PROVIDED RECORDS:
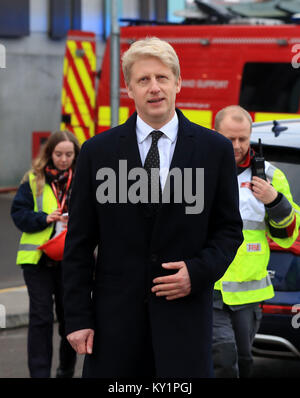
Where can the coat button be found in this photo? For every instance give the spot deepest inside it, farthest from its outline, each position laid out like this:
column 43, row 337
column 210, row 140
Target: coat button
column 153, row 258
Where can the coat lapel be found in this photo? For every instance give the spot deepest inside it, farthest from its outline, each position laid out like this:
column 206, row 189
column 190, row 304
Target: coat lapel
column 184, row 146
column 128, row 146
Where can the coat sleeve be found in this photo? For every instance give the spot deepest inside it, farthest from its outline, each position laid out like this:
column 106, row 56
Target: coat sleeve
column 81, row 240
column 225, row 227
column 22, row 213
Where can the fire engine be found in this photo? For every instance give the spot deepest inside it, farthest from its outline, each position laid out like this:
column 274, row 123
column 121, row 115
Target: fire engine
column 255, row 66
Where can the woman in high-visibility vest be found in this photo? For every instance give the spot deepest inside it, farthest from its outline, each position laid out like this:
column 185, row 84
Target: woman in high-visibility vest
column 39, row 210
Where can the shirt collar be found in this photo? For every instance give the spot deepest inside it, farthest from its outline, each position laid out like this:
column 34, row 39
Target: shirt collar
column 170, row 129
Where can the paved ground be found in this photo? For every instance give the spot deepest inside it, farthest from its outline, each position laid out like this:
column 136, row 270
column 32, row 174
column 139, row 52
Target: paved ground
column 13, row 358
column 14, row 314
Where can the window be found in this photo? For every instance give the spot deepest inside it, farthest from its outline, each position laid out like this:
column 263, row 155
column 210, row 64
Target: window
column 64, row 15
column 270, row 87
column 14, row 18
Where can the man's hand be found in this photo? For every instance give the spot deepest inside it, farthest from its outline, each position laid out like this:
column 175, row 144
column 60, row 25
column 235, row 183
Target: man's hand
column 173, row 286
column 263, row 190
column 82, row 341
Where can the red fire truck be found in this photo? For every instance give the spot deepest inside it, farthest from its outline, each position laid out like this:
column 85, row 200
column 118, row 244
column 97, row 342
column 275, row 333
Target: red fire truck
column 254, row 66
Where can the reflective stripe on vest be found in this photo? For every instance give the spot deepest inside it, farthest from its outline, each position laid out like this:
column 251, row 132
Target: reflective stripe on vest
column 28, row 252
column 254, row 225
column 232, row 287
column 27, row 247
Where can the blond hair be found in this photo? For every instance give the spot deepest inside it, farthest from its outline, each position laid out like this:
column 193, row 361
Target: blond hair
column 150, row 47
column 45, row 156
column 236, row 112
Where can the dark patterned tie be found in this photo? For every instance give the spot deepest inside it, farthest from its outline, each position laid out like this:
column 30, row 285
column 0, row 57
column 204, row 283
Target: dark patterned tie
column 152, row 162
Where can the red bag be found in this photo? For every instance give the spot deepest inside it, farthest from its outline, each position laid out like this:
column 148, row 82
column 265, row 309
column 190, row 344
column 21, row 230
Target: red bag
column 54, row 248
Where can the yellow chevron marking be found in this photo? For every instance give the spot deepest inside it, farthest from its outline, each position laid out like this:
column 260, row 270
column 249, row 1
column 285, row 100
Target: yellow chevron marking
column 78, row 97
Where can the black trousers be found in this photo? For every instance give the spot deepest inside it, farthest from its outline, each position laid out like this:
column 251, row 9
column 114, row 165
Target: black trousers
column 44, row 286
column 233, row 335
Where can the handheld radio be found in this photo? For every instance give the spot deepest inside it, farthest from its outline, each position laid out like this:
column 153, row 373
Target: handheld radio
column 258, row 163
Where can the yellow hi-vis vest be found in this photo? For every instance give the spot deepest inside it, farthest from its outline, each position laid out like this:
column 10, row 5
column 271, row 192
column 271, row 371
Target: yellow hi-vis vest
column 246, row 279
column 30, row 241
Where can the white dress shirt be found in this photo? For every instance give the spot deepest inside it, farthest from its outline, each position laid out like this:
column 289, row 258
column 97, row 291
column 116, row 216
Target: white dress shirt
column 166, row 144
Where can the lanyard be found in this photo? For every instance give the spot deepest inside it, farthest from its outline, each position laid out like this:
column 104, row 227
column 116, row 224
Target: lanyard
column 61, row 205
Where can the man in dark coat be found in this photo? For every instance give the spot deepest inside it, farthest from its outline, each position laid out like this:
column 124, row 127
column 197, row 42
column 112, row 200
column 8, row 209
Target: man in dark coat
column 146, row 307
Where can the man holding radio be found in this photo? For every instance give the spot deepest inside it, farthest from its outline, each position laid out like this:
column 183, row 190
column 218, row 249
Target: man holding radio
column 267, row 209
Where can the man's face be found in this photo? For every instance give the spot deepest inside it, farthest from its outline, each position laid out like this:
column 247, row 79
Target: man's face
column 239, row 134
column 153, row 87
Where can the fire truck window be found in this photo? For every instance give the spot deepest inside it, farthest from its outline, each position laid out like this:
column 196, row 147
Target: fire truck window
column 270, row 87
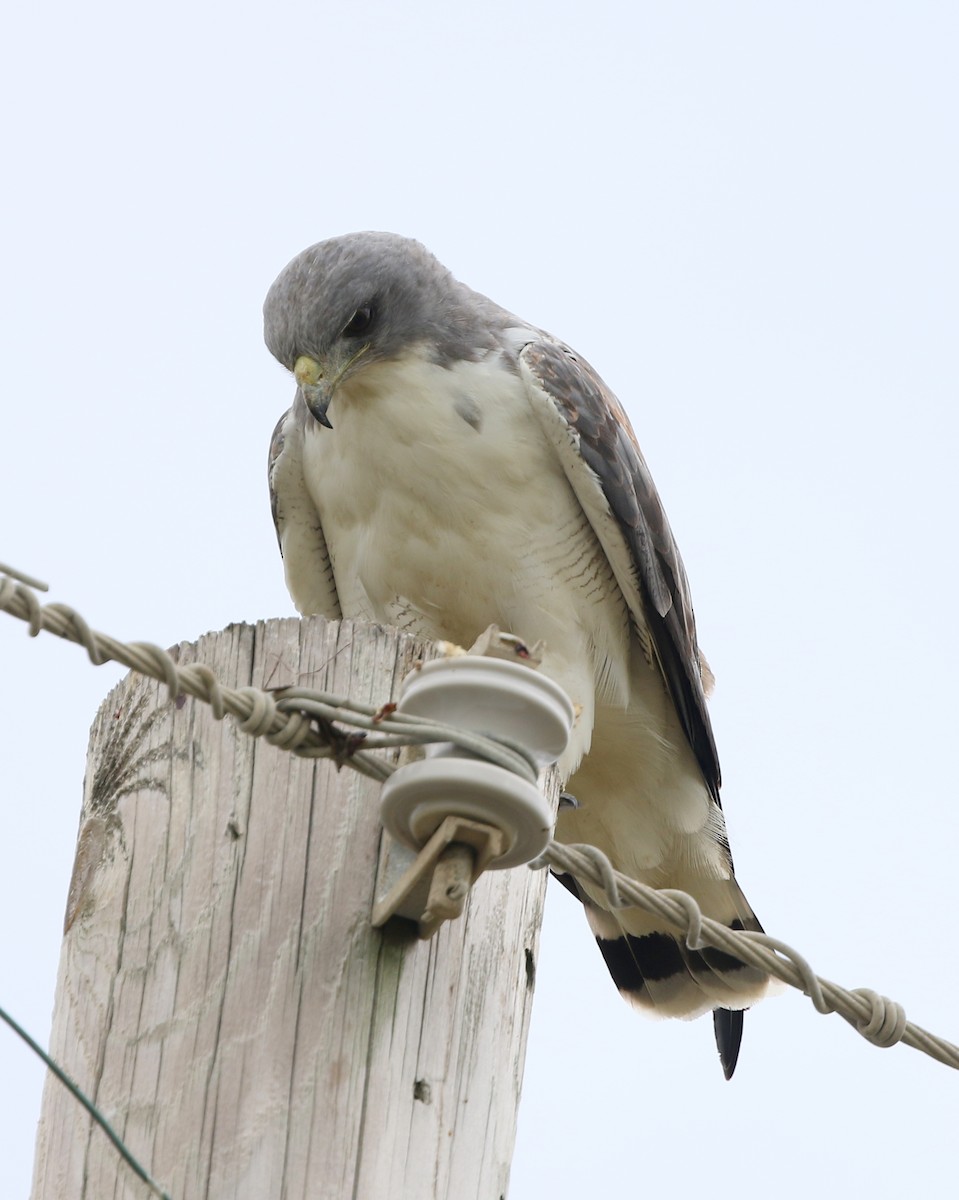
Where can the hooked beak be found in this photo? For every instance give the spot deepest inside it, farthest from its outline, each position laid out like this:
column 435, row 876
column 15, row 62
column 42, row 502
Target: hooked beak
column 317, row 389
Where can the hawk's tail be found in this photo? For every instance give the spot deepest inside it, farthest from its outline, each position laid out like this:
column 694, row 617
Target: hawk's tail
column 655, row 971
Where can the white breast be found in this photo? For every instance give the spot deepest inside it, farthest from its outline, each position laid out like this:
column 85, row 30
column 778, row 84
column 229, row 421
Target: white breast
column 444, row 510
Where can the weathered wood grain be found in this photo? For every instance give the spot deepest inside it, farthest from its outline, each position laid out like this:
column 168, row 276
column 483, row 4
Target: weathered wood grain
column 222, row 995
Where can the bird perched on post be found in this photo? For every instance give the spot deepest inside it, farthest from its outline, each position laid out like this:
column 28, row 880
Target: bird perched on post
column 445, row 466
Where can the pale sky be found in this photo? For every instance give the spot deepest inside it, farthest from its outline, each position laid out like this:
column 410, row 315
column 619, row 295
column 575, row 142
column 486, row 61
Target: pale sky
column 744, row 215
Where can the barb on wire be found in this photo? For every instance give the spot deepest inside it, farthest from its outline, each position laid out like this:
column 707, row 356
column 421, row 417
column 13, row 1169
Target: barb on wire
column 303, row 721
column 877, row 1019
column 77, row 1093
column 295, row 719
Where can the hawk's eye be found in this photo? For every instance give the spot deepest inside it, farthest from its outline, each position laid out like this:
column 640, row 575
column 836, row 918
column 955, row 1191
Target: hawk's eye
column 359, row 323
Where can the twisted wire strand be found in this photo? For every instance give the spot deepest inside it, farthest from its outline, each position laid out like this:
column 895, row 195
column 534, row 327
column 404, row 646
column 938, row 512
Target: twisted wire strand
column 289, row 719
column 877, row 1019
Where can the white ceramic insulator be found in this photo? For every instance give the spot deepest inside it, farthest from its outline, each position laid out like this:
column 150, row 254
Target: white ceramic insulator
column 493, row 697
column 496, row 697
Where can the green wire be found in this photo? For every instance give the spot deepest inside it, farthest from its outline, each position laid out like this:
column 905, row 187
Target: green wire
column 88, row 1104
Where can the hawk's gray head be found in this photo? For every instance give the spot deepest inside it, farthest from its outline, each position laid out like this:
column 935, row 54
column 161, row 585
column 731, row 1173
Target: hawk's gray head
column 367, row 298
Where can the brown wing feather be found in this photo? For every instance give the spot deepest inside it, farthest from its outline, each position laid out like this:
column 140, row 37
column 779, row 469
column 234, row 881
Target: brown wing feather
column 609, row 448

TASK REQUIREMENTS:
Restate word for word the entries above, starting at the line with "Where can the hawk's tail" and ending at the line with "Where can the twisted", inclusive, and no others.

SOLVED EXERCISE:
Where can the hawk's tail be found in this photo? For every instance give the spot deepest inside it, farthest from its outline, each position laid out like this:
column 694, row 617
Target: hawk's tail
column 655, row 971
Where can the white breast be found in this photo? For every instance give the spot deepest inside it, farthest from its outline, each position laid out like this:
column 85, row 30
column 778, row 84
column 229, row 421
Target: white breast
column 444, row 510
Where can the weathered wood grain be found in this photo? For every instance give the spot deepest inside it, farthest from its outline, each position laid out like this:
column 168, row 276
column 483, row 4
Target: weathered wood grain
column 222, row 995
Where can the bird perched on post be found in this photo? For every instance give the spot deepest inside it, farthest from its outline, each position laid out like this:
column 28, row 880
Target: bird perched on post
column 445, row 466
Where can the pale sky be found in this photo? For every instance give the spot deepest inside it, farthest from its outline, each position laid out like this:
column 410, row 315
column 619, row 295
column 575, row 142
column 486, row 61
Target: pale sky
column 744, row 215
Where can the barb on wire be found in this photo? For every instance give the spot deepest inside it, farthest from its outline, each position laid out like this:
column 707, row 356
column 421, row 417
column 13, row 1169
Target: barb on wire
column 303, row 721
column 877, row 1019
column 77, row 1093
column 295, row 719
Where can the hawk's eye be found in this photo? For every instance give the spot deepest inside it, farthest from its outline, each position laid out like this:
column 640, row 575
column 836, row 918
column 955, row 1191
Target: hawk's eye
column 359, row 323
Where can the twisted wire strand be found in this photo? For every instance give the spot deepest inside it, farthest from its outline, each position laid out like this:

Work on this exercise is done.